_TASKS TO PERFORM_.
- A) In the email thread about offset-based analysis, what does the reply to Luke suggest using instead of offsets?
- B) Carry on the email thread about offset-based analysis in Lucene from the point where it stops.

_TEXT SECTION_.
——

On Wed, Feb 22, 2023 at 5:26 PM Luke Kot-Zaniewski (BLOOMBERG/ 919 3RD A) <
lkotzaniewsk@bloomberg.net> wrote:

> Hi Mikhail,
>
> Thanks for the quick reply and the suggestion. This is definitely good to
> know about. In my case however, there are several such NLP/data extraction
> systems and I am not sure if they all use the same tokenization but I will
> give this another look. I can see how this is a more well-defined solution
> to the problem I presented. I realize with offsets you would have to make
> assumptions when offset-boundaries fall in the middle of a token and other
> such odd cases.
>
> Thanks again,
> Luke
>
> From: java-user@lucene.apache.org At: 02/22/23 02:38:30 UTC-5:00To:
> java-user@lucene.apache.org
> Subject: Re: Offset-Based Analysis
>
> Hello Luke.
>
> Using offsets seems really doubtful to me. What comes to my mind is
> pre-analyzed field
>
> https://solr.apache.org/guide/solr/latest/indexing-guide/external-files-processe
> s.html#the-preanalyzedfield-type
> <https://solr.apache.org/guide/solr/latest/indexing-guide/external-files-processes.html#the-preanalyzedfield-type>
> .
> Thus, external NLP service can provide ready-made tokens for
> straightforward indexing by Solr. That external NLP will have all power to
> inject or suspend synonyms depending on the context, and supply additional
> attributes in payload (whenever it's boldness, negative/positive stress,
> etc) for retrieval of these payloads later.
>
> On Wed, Feb 22, 2023 at 6:43 AM Luke Kot-Zaniewski (BLOOMBERG/ 919 3RD A) <
> lkotzaniewsk@bloomberg.net> wrote:
>
> > Hi All,
> >
> > I am trying to enrich a lucene-powered search index with data from
> various
> > different NLP systems that are distributed throughout my company. Ideally
> > this internally-derived data could be tied back to specific positions of
> > the original text. I’ve searched around and this is the closest thing
> I’ve
> > found to what I am trying to do
> > https://jorgelbg.me/2018/03/solr-contextual-synonyms-with-payloads/ .

——

_ENTRIES SHOWN_.
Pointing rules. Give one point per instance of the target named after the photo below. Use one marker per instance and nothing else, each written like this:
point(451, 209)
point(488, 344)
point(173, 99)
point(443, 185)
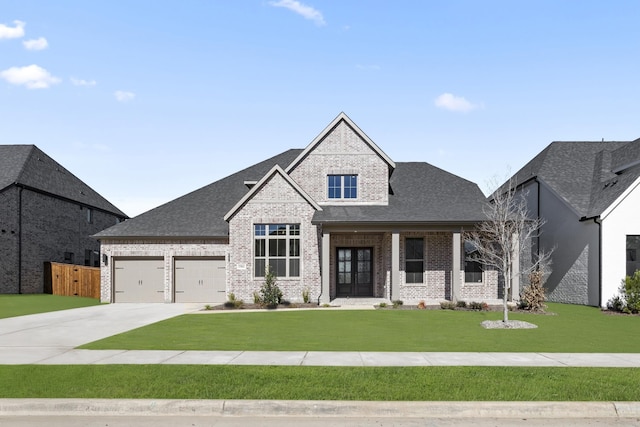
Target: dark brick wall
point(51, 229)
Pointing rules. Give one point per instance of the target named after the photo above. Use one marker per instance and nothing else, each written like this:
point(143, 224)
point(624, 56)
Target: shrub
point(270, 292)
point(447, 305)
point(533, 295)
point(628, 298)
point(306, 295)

——

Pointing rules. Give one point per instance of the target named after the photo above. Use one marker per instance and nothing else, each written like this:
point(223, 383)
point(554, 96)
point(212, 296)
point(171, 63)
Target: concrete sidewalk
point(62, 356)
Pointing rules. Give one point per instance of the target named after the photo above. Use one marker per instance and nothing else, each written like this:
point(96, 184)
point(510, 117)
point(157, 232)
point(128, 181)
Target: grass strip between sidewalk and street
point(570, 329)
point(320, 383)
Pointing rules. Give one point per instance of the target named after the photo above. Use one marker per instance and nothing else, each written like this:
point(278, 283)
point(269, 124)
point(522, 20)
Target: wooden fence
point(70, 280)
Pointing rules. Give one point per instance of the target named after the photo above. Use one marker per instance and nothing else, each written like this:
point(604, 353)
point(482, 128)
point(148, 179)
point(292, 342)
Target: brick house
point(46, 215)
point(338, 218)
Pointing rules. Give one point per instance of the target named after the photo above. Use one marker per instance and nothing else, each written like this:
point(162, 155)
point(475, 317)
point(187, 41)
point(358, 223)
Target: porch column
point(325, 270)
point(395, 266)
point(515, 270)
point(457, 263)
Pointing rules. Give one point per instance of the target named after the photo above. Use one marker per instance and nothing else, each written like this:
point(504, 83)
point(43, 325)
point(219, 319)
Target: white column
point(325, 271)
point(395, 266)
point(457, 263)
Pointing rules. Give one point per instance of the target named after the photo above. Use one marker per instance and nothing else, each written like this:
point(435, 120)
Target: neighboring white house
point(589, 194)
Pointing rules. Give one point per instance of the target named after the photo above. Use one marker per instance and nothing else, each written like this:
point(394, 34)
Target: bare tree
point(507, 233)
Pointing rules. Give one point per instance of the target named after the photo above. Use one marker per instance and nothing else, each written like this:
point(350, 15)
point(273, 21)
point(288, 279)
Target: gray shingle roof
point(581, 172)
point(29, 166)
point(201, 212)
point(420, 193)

——

_ANSWERS IN ORDER_.
- A) A pre-analyzed field.

- B)
> > This approach is neat but it has a few drawbacks because of its reliance
> on
> > injected delimiters and somewhat inflexible passing of data from
> > PayloadAttribute to CharTermAttribute.
> >
> > One thing that occurred to me is to use an offset-based approach, of
> > course assuming input text is already properly encoded and sanitized. I’m
> > thinking about implementing a CharFilter that decodes some special
> header,
> > which itself passes along an offset-sorted list of data for enrichment.
> > This metadata could be referenced during analysis via custom attributes
> and
> > ideally could handle a variety of use cases with the same
> offset-accounting
> > logic. Some uses that come to mind are stashing values in term/payload
> > attributes or even offset based tokenization for those wishing to
> tokenize
> > outside of their search engine.
> >
> > Does this approach even make any sense or have any pitfalls I am failing
> > to see? Assuming it makes sense does a similar solution already exist? If
> > it doesn’t exist yet would it be something that would be of interest to
> the
> > community?
> > Any thoughts on this would be much appreciated.
> >
> > Thanks,
> > Luke
>
>
> --
> Sincerely yours
> Mikhail Khludnev
> https://t.me/MUST_SEARCH
> A caveat: Cyrillic!
>
>
>

--
Sincerely yours
Mikhail Khludnev
https://t.me/MUST_SEARCH
A caveat: Cyrillic!